◆ EXTRAIT DU TEXTE
En marge du Grand Prix du Brésil de dimanche, les 11 écuries de Formule 1 ont renouvelé leur participation au Championnat du monde la saison prochaine. Mais provisoirement pour certaines d'entre elles. Menace de nouvelles faillites, audiences en baisse, spectateurs moins nombreux, manque d'intérêt des courses : l'épreuve reine du sport automobile est en crise. Voici pourquoi.

PARCE QUE L'INNOVATION, ÇA COÛTE CHER

En prenant un virage vert, voulu par la FIA et accepté par les écuries, le monde de la Formule 1 a mis le doigt dans un engrenage l'hiver dernier. Par souci d'économies d'essence, on a choisi un groupe motopropulseur hybride doté d'un V6 Turbo. Cette avancée technologique s'est retournée contre ses artisans.

«Ce nouveau moteur, d'un point de vue technologique, est une bonne chose. Mais [...] dans le cas de Lotus, cette année, ça nous a coûté de 50 à 60 millions US», a récemment précisé Gérard Lopez, patron de l'écurie. Pour chacune des équipes, les moteurs ont représenté au moins 30 millions de dépenses cette saison.

Laboratoire technologique, la F1 n'a cependant pas d'autre choix que d'avancer dans cette direction. «L'innovation est primordiale dans ce sport et l'innovation, ça coûte de l'argent», résume le directeur de l'écurie Ferrari, Marco Mattiacci.

◆ EXTRAITS DES FICHES

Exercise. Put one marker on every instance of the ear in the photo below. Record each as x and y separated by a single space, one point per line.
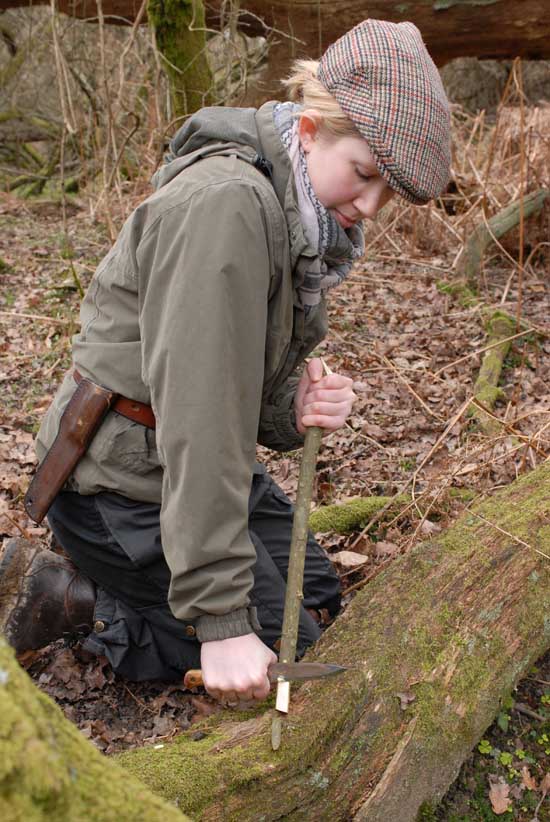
308 129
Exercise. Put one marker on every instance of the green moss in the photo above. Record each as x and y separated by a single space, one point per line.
180 35
48 771
426 813
460 291
356 513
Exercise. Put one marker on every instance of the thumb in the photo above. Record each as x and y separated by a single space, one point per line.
315 369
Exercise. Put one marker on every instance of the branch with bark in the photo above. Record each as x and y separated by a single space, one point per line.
452 625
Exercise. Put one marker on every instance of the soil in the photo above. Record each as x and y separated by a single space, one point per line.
414 353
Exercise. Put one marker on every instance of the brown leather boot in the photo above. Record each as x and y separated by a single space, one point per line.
43 597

◆ TÂCHES ET EXERCICES
1. Veuillez recopier les fiches, consignes comprises, en commençant à la ligne qui contient « Exercise. Put one marker on every instance of the thumb » et en terminant à la fin des fiches. Ajustez de -123 chaque coordonnée x et y des réponses.
2. Prolongez le texte sur la crise de la Formule 1 à partir de sa dernière phrase.

◆ CORRIGÉ DE L'EXERCICE
1.
Exercise. Put one marker on every instance of the thumb in the photo above. Record each as x and y separated by a single space, one point per line.
192 246
Exercise. Put one marker on every instance of the branch with bark in the photo above. Record each as x and y separated by a single space, one point per line.
329 502
Exercise. Put one marker on every instance of the soil in the photo above. Record each as x and y separated by a single space, one point per line.
291 230
Exercise. Put one marker on every instance of the brown leather boot in the photo above. Record each as x and y separated by a single space, one point per line.
-80 474

2.
PARCE QUE LA RÉPARTITION DES REVENUS EST INÉGALE

C'est le cheval de bataille des petites écuries, martelé depuis deux semaines. La moitié des revenus générés par la F1 est redistribuée aux équipes. De cette part, 50 % est attribuée équitablement. Les 50 % restants sont répartis selon un système complexe basé sur les performances sportives réalisées jusqu'à il y a trois ans en arrière.

Cette répartition a fait l'objet d'accords dit «Concorde» arrivés à terme il y a deux ans et toujours pas renouvelés. Ce sont ces accords que veulent revoir les petites équipes, moins performantes donc moins bien dotées. Il n'en est pas question pour les riches écuries, qui préfèrent que les revenus totaux de la F1 soient, eux, augmentés. Elles veulent «rendre le gâteau plus gros, mais pas changer la manière de le découper», a illustré Marco Mattiacci.

PARCE QU'IL N'Y A PAS DE PLAFOND BUDGÉTAIRE

Leur écurie placée sous administration judiciaire, les dirigeants de Marussia ont de quoi être amers. Comme nous l'avait expliqué cette saison, à Monaco, Graeme Lowdon, on est loin aujourd'hui des promesses clamées par les acteurs de la F1.

«Quand on s'est engagés en F1 en 2009, un communiqué affirmait que les conditions économiques auxquelles il fallait s'attendre devraient être similaires à celles du début des années 90. Si cela avait été le cas, on aurait été plus compétitifs. La réalité est que l'on n'a pas eu en F1 ces conditions économiques», déplorait alors le président et directeur sportif de l'équipe.

Il y a cinq ans, les patrons d'écurie s'imaginaient pouvoir fonctionner à terme avec un budget annuel de 35 millions. Cinq ans plus tard, non seulement personne n'a respecté ce principe, mais la course aux titres a fait exploser les budgets. Plus de 400 millions sont mis chez Red Bull. La rumeur veut que Mercedes ait injecté jusqu'à un demi-milliard dans cette saison pour être championne du monde.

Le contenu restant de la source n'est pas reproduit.